» Selected extract

Stories fulfill a profound human need to grasp the patterns of living – not merely as an intellectual exercise, but within a very personal, emotional experience.

The last phrase of McKee’s quote reminded me of the importance that emotion plays in a Guest Experience. Extending that thought, the power of stories and anecdotes should not be underestimated as you consider how you might weave them into the design of your Guest Experience.

The power of stories is very captivating. When you are sitting down and watching a good movie you can become captivated (in the same way discussed here). Movies and theatre are just stories in another form. What’s your favorite film? You can probably recite the story line in great detail. As you are doing that, you can even remember how you felt when you were watching it. The movie captivated you, you were laughing and crying with the characters – you were the character, you were in the film.

You feel the emotion they do. People talk about being “on the edge of their seats.” Movies evoke emotions in powerful ways. Recently, a group of friends, my wife, and I saw the movie “Argo,” based on the true story of the Iranian hostage crisis in 1979. Since all of us are about the same age, we were young adults in our early 20s when the story was news, not a movie. In a discussion following the movie, everyone could recall what they saw and felt and talked about during those tense times. The movie took us back over 30 years to bring back memories that were vivid.

That is the power of story – it is an experience that enables us to escape to another world, to be captivated and be in the moment.

So ask yourself this:

What are the stories that your Guests would tell about you?

Remember that those great movies that you remember every detail about don’t just happen. They are planned and scripted. In the same way, organizations that aspire to WOW! Guest Experiences spend hours planning that Guest Experience. Every detail is considered and the senses are used to evoke emotions. In the same way a movie uses music, a tender love scene, and great dialogue to evoke emotions in the viewer, you must use the same principles to create a great Guest Experience.

Over the last few weeks I have been referring a lot to the work of Beyond Philosophy, one of the world’s leading experts on customer experience. In conversations with their staff and in researching their great resources, I have been able to “translate” the world of corporate customer experience to that of Guest Experiences in ChurchWorld.

» Dataset entries

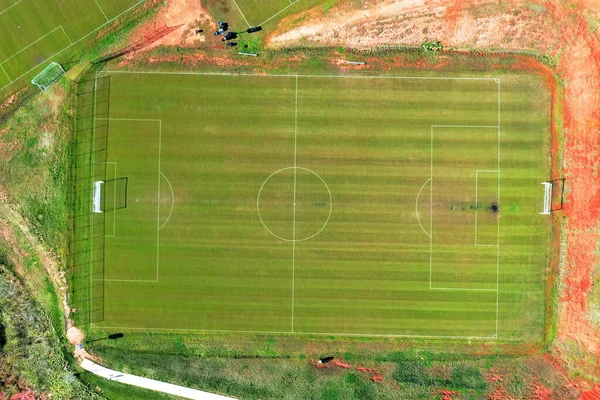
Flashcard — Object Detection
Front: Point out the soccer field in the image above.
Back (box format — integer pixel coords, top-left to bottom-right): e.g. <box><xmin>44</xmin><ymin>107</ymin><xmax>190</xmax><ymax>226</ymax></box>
<box><xmin>0</xmin><ymin>0</ymin><xmax>143</xmax><ymax>92</ymax></box>
<box><xmin>72</xmin><ymin>71</ymin><xmax>550</xmax><ymax>340</ymax></box>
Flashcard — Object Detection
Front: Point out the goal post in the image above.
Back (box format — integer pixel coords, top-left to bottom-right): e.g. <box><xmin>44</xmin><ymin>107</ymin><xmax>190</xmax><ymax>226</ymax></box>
<box><xmin>540</xmin><ymin>182</ymin><xmax>552</xmax><ymax>215</ymax></box>
<box><xmin>31</xmin><ymin>62</ymin><xmax>65</xmax><ymax>92</ymax></box>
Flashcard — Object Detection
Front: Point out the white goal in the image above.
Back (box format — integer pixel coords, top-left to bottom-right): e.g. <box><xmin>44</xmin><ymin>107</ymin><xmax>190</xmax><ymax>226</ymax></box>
<box><xmin>93</xmin><ymin>181</ymin><xmax>104</xmax><ymax>213</ymax></box>
<box><xmin>31</xmin><ymin>62</ymin><xmax>65</xmax><ymax>92</ymax></box>
<box><xmin>540</xmin><ymin>182</ymin><xmax>552</xmax><ymax>215</ymax></box>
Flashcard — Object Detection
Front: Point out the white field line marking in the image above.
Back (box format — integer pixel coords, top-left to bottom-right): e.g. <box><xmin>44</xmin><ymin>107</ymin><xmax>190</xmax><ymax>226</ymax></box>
<box><xmin>0</xmin><ymin>0</ymin><xmax>23</xmax><ymax>15</ymax></box>
<box><xmin>96</xmin><ymin>74</ymin><xmax>500</xmax><ymax>339</ymax></box>
<box><xmin>96</xmin><ymin>118</ymin><xmax>162</xmax><ymax>283</ymax></box>
<box><xmin>292</xmin><ymin>77</ymin><xmax>298</xmax><ymax>332</ymax></box>
<box><xmin>429</xmin><ymin>125</ymin><xmax>433</xmax><ymax>289</ymax></box>
<box><xmin>99</xmin><ymin>70</ymin><xmax>497</xmax><ymax>81</ymax></box>
<box><xmin>158</xmin><ymin>171</ymin><xmax>175</xmax><ymax>230</ymax></box>
<box><xmin>233</xmin><ymin>0</ymin><xmax>252</xmax><ymax>28</ymax></box>
<box><xmin>0</xmin><ymin>0</ymin><xmax>145</xmax><ymax>91</ymax></box>
<box><xmin>475</xmin><ymin>169</ymin><xmax>500</xmax><ymax>247</ymax></box>
<box><xmin>415</xmin><ymin>178</ymin><xmax>431</xmax><ymax>238</ymax></box>
<box><xmin>95</xmin><ymin>162</ymin><xmax>117</xmax><ymax>238</ymax></box>
<box><xmin>431</xmin><ymin>288</ymin><xmax>496</xmax><ymax>292</ymax></box>
<box><xmin>88</xmin><ymin>79</ymin><xmax>98</xmax><ymax>323</ymax></box>
<box><xmin>494</xmin><ymin>78</ymin><xmax>501</xmax><ymax>338</ymax></box>
<box><xmin>95</xmin><ymin>325</ymin><xmax>496</xmax><ymax>341</ymax></box>
<box><xmin>429</xmin><ymin>126</ymin><xmax>500</xmax><ymax>296</ymax></box>
<box><xmin>94</xmin><ymin>0</ymin><xmax>108</xmax><ymax>21</ymax></box>
<box><xmin>0</xmin><ymin>64</ymin><xmax>13</xmax><ymax>81</ymax></box>
<box><xmin>156</xmin><ymin>120</ymin><xmax>162</xmax><ymax>282</ymax></box>
<box><xmin>93</xmin><ymin>279</ymin><xmax>156</xmax><ymax>283</ymax></box>
<box><xmin>0</xmin><ymin>26</ymin><xmax>63</xmax><ymax>65</ymax></box>
<box><xmin>258</xmin><ymin>0</ymin><xmax>299</xmax><ymax>26</ymax></box>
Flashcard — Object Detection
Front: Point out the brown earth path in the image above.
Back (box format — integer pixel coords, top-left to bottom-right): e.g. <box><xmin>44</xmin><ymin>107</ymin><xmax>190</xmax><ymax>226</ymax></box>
<box><xmin>268</xmin><ymin>0</ymin><xmax>600</xmax><ymax>390</ymax></box>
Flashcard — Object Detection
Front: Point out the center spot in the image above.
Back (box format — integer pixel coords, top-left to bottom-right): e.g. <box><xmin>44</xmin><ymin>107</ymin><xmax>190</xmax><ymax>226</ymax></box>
<box><xmin>257</xmin><ymin>167</ymin><xmax>332</xmax><ymax>241</ymax></box>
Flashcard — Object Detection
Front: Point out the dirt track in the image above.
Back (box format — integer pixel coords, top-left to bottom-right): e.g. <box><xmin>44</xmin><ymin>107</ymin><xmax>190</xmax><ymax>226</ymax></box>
<box><xmin>268</xmin><ymin>0</ymin><xmax>600</xmax><ymax>390</ymax></box>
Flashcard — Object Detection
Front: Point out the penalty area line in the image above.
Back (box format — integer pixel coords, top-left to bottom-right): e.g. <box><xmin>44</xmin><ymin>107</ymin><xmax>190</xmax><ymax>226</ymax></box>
<box><xmin>91</xmin><ymin>325</ymin><xmax>500</xmax><ymax>341</ymax></box>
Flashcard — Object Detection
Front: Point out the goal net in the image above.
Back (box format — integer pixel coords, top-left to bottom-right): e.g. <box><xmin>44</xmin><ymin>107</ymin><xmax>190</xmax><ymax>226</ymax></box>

» Task description
Continue the piece on stories and the Guest Experience, picking up after its final sentence about translating corporate customer experience to Guest Experiences in ChurchWorld.

» Answer space
In Beyond Philosophy founder Colin Shaw’s book Revolutionize Your Customer Experience, expert storyteller and story coach Doug Stevenson tells of the power of story. I have modified the language to that of Guest Experience:

For a Guest Experience to come alive and captivate an audience, the content, structure, and performance must be crafted strategically. The Guest Experience itself is only a beginning. Guest Experience is an art and the designer of the Guest Experience, the artist. And all artists need tools. The actor needs a stage, props, and costumes. The musician needs her instrument. The artist needs his brushes and paint. And the Guest Experience designer needs form, content, and presentation skills and techniques. The great designers of Guest Experiences distinguish themselves not just by their talent, but also by their dedication to their craft. They think about their Guest Experiences constantly. They structure the sequence and flow of the Guest Experience, and experiment to find the right words that are genuinely theirs. They work on a gesture or movement until it is just right. Then they rehearse if over and over again until it becomes second nature – the line and the gesture effortlessly married together. The incorporate acting skills and turn their Guest Experiences into little theatrical events. In order to have an end result that is amazing, you will have to spend many hours working on your Guest Experience. Your Guest Experience must be worked and re-worked, formed and re-formed. You’ll want to find the drama and comedy of your Guest Experience and let them shine.

Can you see that stories are essential enablers of the Guest Experience?